Directions for this task: Count the lines in the entries below that contain the string "shorts", and reply with that number alone.

— begin Extracted information —

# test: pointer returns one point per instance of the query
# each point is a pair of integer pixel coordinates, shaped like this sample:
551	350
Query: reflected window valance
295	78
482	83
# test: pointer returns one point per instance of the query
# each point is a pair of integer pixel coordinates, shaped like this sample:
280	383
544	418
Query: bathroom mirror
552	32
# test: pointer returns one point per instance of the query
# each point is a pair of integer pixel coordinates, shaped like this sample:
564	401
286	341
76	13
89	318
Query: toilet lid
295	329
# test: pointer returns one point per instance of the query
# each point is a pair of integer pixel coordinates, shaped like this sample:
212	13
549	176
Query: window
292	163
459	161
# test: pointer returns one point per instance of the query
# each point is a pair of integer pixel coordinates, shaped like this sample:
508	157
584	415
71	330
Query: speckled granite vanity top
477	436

— end Extracted information —
— begin Extracted information —

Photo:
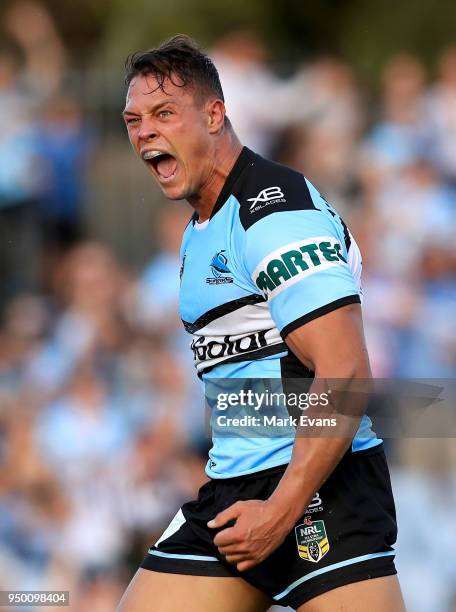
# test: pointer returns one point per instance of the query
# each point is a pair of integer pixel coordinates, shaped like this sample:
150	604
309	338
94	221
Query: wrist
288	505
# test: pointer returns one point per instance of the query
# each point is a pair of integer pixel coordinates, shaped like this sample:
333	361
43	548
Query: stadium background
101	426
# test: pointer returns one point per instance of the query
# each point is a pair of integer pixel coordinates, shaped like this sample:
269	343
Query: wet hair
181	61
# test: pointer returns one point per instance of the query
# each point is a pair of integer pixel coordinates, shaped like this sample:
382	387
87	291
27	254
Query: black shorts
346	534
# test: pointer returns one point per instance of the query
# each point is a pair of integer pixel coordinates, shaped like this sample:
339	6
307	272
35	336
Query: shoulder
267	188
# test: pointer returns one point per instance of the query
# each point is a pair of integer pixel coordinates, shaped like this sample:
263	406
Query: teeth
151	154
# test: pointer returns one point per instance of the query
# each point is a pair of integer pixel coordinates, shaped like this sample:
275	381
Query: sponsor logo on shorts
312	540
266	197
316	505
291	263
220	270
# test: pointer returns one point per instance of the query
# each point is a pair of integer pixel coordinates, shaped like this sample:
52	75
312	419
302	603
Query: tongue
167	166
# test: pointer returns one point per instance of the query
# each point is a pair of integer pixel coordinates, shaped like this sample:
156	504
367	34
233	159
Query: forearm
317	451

— end Extracted information —

Exercise output: 2